**What the task requires**
Among the lines of the material, copy those that hold the string "tennis".

*** Opening of Given records ***

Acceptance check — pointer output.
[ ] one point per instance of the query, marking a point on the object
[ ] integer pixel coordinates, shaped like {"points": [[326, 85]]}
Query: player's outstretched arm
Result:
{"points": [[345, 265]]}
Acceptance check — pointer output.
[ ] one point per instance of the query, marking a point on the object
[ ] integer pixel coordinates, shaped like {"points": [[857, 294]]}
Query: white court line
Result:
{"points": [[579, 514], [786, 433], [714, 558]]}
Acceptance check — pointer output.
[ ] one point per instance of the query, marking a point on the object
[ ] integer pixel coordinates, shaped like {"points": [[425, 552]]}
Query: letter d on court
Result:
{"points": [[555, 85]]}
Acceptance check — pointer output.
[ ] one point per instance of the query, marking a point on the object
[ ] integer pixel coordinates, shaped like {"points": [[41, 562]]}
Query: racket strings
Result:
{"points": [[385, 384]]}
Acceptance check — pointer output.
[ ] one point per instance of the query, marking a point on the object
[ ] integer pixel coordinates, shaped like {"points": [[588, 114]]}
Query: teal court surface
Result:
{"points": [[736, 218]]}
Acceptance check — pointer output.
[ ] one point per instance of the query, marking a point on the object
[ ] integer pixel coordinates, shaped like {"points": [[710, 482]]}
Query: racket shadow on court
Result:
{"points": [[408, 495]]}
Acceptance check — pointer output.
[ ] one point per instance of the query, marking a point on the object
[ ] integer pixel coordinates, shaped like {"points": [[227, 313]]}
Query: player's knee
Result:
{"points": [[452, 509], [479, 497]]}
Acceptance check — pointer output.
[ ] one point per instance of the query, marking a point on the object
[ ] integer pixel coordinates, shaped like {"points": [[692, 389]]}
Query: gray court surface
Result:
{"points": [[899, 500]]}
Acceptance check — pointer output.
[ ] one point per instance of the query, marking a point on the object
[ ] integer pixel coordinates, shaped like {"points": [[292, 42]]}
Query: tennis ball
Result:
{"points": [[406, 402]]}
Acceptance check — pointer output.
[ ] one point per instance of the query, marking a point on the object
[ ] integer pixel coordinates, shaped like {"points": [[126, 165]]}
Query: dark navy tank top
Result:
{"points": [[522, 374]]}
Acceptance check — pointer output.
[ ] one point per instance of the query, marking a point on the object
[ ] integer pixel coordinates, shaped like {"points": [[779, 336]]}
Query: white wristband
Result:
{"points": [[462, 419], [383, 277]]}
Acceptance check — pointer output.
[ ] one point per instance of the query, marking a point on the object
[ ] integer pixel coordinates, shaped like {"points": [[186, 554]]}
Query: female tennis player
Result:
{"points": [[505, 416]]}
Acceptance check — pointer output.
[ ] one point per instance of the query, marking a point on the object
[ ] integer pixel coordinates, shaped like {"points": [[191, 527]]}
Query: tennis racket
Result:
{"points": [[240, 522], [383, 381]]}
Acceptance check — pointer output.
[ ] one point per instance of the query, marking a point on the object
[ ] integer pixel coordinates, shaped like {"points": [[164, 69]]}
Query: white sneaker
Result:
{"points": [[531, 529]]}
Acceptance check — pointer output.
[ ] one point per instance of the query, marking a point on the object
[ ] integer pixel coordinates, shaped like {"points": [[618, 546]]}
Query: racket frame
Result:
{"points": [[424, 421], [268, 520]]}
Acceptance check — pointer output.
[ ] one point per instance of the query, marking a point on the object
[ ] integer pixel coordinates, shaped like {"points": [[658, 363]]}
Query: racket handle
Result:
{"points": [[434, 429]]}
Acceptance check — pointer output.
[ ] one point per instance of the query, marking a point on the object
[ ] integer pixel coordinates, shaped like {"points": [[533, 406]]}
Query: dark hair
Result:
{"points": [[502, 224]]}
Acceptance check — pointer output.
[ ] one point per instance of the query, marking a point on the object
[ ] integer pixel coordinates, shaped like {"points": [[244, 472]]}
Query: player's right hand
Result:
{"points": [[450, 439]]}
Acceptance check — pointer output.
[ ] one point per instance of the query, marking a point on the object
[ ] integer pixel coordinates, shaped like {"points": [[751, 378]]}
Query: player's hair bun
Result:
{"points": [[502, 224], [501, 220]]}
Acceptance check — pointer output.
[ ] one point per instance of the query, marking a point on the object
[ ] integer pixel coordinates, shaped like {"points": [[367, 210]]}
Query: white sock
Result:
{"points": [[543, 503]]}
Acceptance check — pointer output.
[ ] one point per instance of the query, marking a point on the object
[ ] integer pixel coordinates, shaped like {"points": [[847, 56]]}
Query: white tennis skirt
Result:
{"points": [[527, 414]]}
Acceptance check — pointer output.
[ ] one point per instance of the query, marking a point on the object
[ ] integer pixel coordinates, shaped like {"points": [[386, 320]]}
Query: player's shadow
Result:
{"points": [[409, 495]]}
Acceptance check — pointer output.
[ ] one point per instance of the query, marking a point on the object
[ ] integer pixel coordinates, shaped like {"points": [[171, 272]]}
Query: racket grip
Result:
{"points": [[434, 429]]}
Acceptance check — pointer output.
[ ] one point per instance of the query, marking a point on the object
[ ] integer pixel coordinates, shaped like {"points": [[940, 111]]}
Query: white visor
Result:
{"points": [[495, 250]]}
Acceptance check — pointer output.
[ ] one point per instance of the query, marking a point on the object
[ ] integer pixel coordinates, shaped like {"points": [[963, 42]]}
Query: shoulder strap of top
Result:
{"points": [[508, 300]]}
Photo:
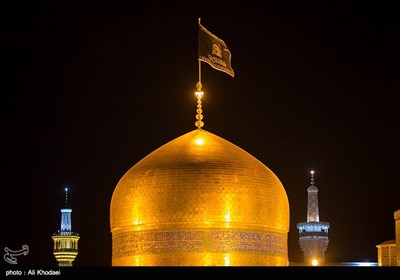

*** Close of Given records ***

**Response to this exercise**
Query: tennis ball
Query: female tennis player
Query: tennis racket
Query: white tennis skirt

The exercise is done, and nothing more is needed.